Report how many of the lines below contain the word "stone". Give only the number.
>> Begin DATA FOR PROCESSING
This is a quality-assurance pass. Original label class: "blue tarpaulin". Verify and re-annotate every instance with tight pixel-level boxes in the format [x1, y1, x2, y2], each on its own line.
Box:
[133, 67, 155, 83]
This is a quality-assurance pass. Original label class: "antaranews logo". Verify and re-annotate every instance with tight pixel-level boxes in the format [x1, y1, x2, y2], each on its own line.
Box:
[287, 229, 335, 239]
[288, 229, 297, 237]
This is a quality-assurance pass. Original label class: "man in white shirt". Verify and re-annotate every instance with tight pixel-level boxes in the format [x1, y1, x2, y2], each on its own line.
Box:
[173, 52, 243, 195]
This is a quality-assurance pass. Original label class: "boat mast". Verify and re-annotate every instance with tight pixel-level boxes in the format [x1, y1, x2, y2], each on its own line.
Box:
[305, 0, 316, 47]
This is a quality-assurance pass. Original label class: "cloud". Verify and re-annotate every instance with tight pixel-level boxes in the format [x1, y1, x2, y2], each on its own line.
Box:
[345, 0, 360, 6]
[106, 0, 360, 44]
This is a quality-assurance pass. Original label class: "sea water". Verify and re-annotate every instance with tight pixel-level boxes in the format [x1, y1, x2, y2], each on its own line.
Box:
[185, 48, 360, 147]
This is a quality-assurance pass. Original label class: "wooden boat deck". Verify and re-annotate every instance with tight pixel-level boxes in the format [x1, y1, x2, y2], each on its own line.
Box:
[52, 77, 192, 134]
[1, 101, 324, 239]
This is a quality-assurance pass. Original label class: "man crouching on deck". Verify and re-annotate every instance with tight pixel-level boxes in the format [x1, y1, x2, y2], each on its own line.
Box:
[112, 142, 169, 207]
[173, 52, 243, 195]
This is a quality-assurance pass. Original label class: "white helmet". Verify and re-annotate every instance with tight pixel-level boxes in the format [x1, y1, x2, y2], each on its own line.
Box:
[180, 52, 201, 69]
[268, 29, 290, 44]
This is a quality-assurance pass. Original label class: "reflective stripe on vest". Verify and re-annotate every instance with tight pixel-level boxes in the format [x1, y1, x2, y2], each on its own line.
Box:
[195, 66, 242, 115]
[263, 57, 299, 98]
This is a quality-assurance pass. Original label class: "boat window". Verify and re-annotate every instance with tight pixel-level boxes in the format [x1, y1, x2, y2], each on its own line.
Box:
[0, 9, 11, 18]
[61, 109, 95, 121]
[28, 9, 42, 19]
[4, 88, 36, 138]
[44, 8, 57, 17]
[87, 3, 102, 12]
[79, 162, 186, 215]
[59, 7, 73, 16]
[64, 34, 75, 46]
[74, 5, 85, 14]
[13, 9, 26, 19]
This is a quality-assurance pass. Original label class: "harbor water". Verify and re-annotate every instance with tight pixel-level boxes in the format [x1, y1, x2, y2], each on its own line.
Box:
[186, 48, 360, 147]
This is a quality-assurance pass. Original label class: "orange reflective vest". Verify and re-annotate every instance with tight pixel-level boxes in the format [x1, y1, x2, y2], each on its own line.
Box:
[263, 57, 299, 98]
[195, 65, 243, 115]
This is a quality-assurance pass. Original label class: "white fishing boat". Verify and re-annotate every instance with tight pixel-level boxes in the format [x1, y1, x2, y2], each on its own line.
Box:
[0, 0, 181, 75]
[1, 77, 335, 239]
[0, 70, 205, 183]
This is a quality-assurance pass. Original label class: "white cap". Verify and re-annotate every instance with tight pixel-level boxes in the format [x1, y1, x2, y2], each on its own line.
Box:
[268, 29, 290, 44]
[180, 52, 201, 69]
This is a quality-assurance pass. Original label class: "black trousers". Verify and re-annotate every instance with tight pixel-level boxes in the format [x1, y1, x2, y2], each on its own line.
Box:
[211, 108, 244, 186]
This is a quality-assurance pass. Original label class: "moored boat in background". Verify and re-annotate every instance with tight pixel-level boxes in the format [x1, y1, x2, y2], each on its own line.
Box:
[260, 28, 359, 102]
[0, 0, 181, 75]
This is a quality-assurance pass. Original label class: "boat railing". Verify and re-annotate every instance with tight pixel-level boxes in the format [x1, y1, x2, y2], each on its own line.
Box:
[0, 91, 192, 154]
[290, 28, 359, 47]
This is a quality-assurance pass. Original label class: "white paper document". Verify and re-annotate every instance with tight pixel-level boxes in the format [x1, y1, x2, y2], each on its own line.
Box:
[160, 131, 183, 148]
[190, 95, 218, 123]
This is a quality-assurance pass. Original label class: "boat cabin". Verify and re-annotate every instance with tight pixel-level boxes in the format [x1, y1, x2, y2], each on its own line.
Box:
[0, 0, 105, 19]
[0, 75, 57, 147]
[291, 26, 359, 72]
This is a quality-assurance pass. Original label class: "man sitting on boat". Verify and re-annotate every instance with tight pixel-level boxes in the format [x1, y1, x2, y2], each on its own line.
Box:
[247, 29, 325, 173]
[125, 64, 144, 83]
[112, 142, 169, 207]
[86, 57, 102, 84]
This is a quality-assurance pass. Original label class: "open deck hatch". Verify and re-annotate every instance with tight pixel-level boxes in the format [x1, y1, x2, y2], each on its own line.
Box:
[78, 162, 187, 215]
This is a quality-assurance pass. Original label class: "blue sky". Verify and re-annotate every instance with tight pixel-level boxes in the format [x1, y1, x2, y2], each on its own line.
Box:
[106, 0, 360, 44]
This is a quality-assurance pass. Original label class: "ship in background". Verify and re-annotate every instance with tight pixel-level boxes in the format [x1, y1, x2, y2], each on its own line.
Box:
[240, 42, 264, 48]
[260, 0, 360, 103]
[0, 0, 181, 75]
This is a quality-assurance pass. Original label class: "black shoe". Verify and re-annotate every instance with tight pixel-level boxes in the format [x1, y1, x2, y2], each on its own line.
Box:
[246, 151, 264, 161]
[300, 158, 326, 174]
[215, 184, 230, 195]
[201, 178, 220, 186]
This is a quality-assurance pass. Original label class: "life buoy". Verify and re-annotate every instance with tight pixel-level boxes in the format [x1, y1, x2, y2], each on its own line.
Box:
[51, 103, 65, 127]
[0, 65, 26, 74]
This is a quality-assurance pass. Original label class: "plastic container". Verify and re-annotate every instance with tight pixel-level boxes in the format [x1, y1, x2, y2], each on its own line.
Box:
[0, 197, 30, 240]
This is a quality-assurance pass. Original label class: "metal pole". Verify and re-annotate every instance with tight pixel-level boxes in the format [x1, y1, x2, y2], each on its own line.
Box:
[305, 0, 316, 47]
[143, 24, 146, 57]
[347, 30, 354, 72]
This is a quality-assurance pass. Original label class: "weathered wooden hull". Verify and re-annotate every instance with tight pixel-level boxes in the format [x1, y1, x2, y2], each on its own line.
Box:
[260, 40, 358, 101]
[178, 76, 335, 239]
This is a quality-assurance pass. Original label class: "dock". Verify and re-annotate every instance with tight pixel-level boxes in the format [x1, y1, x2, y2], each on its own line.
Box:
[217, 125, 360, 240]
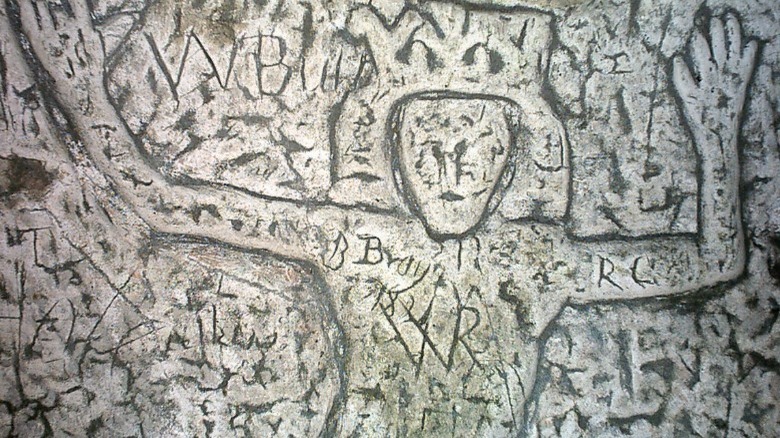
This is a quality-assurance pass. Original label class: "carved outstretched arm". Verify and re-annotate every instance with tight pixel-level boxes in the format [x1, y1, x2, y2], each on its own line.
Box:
[13, 0, 414, 262]
[575, 15, 757, 299]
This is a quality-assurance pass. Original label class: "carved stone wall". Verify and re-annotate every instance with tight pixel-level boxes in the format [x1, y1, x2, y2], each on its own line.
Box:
[0, 0, 780, 437]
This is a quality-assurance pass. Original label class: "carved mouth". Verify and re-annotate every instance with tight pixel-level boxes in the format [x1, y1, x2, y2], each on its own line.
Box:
[440, 191, 465, 202]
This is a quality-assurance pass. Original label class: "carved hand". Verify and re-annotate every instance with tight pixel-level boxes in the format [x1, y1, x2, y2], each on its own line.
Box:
[19, 0, 105, 116]
[673, 14, 758, 152]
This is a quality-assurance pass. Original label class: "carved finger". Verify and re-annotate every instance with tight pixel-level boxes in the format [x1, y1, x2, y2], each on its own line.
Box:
[737, 40, 758, 110]
[672, 56, 698, 95]
[19, 0, 40, 33]
[672, 56, 699, 117]
[35, 1, 55, 32]
[726, 14, 742, 59]
[710, 18, 728, 68]
[742, 40, 758, 74]
[691, 30, 715, 82]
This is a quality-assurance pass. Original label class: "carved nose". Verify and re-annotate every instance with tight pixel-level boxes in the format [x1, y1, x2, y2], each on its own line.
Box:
[439, 190, 465, 202]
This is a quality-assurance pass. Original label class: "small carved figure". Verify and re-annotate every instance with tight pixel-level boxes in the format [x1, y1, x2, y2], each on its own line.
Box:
[12, 0, 757, 436]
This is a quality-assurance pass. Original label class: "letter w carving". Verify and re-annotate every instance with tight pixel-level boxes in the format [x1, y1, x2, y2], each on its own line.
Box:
[144, 30, 245, 102]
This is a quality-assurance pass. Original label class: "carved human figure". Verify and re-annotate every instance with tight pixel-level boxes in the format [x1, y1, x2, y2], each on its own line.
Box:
[10, 0, 756, 435]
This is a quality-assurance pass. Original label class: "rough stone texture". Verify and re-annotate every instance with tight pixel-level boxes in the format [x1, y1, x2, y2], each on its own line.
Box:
[0, 0, 780, 437]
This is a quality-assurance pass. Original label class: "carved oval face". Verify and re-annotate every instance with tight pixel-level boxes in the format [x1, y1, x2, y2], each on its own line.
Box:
[396, 96, 512, 238]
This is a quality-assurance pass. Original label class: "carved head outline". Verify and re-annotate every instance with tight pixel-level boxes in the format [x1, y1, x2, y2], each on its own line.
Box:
[388, 93, 518, 239]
>> End DATA FOR PROCESSING
▶ **RIGHT ANSWER**
2